▸ **Excerpt provided**
____

Just 18 months old when a drunk driver plowed into her in the front yard of her suburban San Antonio, TX, home in 2009, Ava Lopez remembers nothing of a trauma impossible for her family to forget.
And with Ava, now 11, still facing effects of a traumatic brain injury (TBI)—an imprint of her head was found on the windshield when the driver was arrested—finding forgiveness hasn’t been easy either.
“It was just such a senseless act,” said Ava’s mom, Traci. “The lives of our family changed in seconds.”
Traci and her older daughter, Isa, who was 3 at the time, were also injured, though less severely. If not for Traci’s training as an ICU nurse, and the arrival home of Ava’s dad, Manny, a former battlefield surgeon, the pig-tailed toddler likely would have died on the grass.
The driver, with a blood alcohol level more than twice the legal limit, was charged with intoxication assault and failure to stop and render aid. She fled the accident scene on bare tire rims, creating a trail of sparks and smoke.
The woman was eventually convicted by a jury, and sentenced to 6 months in jail and 10 years of probation. Ava’s sentence, in comparison, is a lifetime of health and other challenges related to the senseless act. Traci said of her daughter, “We will never know what could have been.”
What has been instead for Ava is ongoing recovery. After spending 2 ½ weeks in a coma, she had to re-learn how to walk, talk, even swallow. Many of her developmental milestones were delayed, and a recently diagnosed seizure disorder adds a layer of complexity to learning for a girl who loves school.
But to focus on what has been lost doesn’t honor Ava’s amazing progress. Traci said, “There are doctors we run into occasionally who tear up when they see her. They can’t believe where she is now, and how far she has come.”
With that in mind, Traci launched a nonprofit to support pediatric head-trauma patients, and others, at University Hospital in San Antonio. Since 2010, Ava’s Wish has provided hundreds of families with blankets and toiletries, and shared Ava’s story as a source of inspiration. Traci also sets up CaringBridge sites for parents to share health updates and stay connected.

____

▸ **Records**
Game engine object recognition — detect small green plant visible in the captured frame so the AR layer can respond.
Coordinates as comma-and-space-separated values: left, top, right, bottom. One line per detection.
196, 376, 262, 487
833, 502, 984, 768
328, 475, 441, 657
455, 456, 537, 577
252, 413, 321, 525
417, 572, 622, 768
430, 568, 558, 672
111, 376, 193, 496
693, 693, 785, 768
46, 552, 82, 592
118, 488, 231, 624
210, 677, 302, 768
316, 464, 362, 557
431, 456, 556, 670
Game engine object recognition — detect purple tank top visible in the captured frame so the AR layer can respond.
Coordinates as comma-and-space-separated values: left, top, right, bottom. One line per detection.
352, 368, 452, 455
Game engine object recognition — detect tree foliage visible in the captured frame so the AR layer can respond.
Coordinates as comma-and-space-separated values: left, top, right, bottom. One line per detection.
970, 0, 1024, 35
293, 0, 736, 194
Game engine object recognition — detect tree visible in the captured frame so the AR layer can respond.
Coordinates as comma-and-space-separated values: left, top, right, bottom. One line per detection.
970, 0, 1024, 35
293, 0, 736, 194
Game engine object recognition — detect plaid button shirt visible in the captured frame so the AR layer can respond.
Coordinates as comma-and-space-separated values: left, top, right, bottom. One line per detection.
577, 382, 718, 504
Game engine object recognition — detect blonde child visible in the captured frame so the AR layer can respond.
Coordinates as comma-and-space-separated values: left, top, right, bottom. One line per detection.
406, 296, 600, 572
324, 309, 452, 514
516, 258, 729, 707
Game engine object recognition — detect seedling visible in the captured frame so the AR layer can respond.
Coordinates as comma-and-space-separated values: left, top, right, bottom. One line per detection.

____

▸ **Problem set**
1. Repeat the passage of the text about Ava Lopez from "What has been instead" up to and including "who loves school.".
2. Go on with the text about Ava Lopez, picking up after its final sentence.
The rows are separate material and have nothing to do with the text about Ava Lopez.

▸ **Per-task answers**
1.
What has been instead for Ava is ongoing recovery. After spending 2 ½ weeks in a coma, she had to re-learn how to walk, talk, even swallow. Many of her developmental milestones were delayed, and a recently diagnosed seizure disorder adds a layer of complexity to learning for a girl who loves school.

2.
As much as Ava’s Wish has helped others, Traci said she has received even more in return. “The way things happened to Ava … I had a lot of anger,” she said. “I knew I had two choices; I could go in a negative direction, or I could do something positive and turn it around. As a mom with three kids to take care of, I just had to choose the positive.”
Making that choice has been healing for Traci, although she wonders whether a mother’s heart can ever fully heal after a child is injured in such a reckless way. But Traci said she always tries to focus, with intention, on good over bad.
“This accident has made my children who they are today,” Traci said of Ava, Isa, now 13, and son, Jack, 16. “I’m super-proud of how kind and compassionate they are, because it has been painful and hard for our family … years of questioning and ‘what-ifs.’ But we have all learned that you can’t really look back. You just have to move forward.”
In that spirit, Ava’s Wish and University Children’s Health in San Antonio are working together to design and integrate a pediatric rehab unit into the new, $390 million Women’s & Children’s Tower, set to open in 2022. In the meantime, an Ava’s Wish pediatric rehab gym and garden will be taking shape in 2019, in existing spaces at University Hospital.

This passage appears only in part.